== Task prompt ==
Copy all the lines below without altering anything.

== Data records ==
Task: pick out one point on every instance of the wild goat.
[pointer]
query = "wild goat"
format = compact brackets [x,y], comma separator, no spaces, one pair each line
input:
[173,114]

== Exercise output ==
Task: pick out one point on every instance of the wild goat.
[pointer]
query = "wild goat"
format = compact brackets [x,y], comma separator, no spaces, one pair each line
input:
[173,114]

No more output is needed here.